● **EXERCISE DETAILS**: Reproduce the listing below word for word, with no pictures.

— start TASK DATA —

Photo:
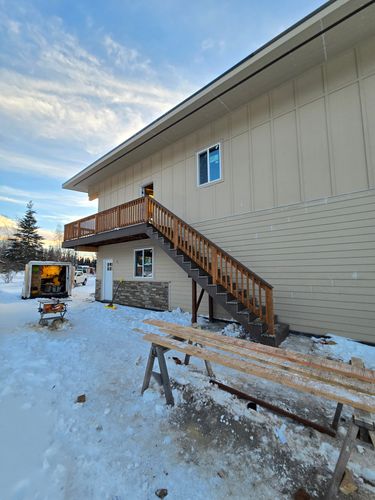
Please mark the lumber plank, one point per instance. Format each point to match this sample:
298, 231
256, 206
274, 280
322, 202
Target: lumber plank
287, 366
344, 396
302, 359
358, 362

— end TASK DATA —

● **FINAL RESULT**:
Photo:
Please mark the lumber plank, one point per instance. Format each point to match this sample:
298, 231
256, 206
274, 280
322, 202
Target: lumber plank
287, 366
344, 396
302, 359
358, 362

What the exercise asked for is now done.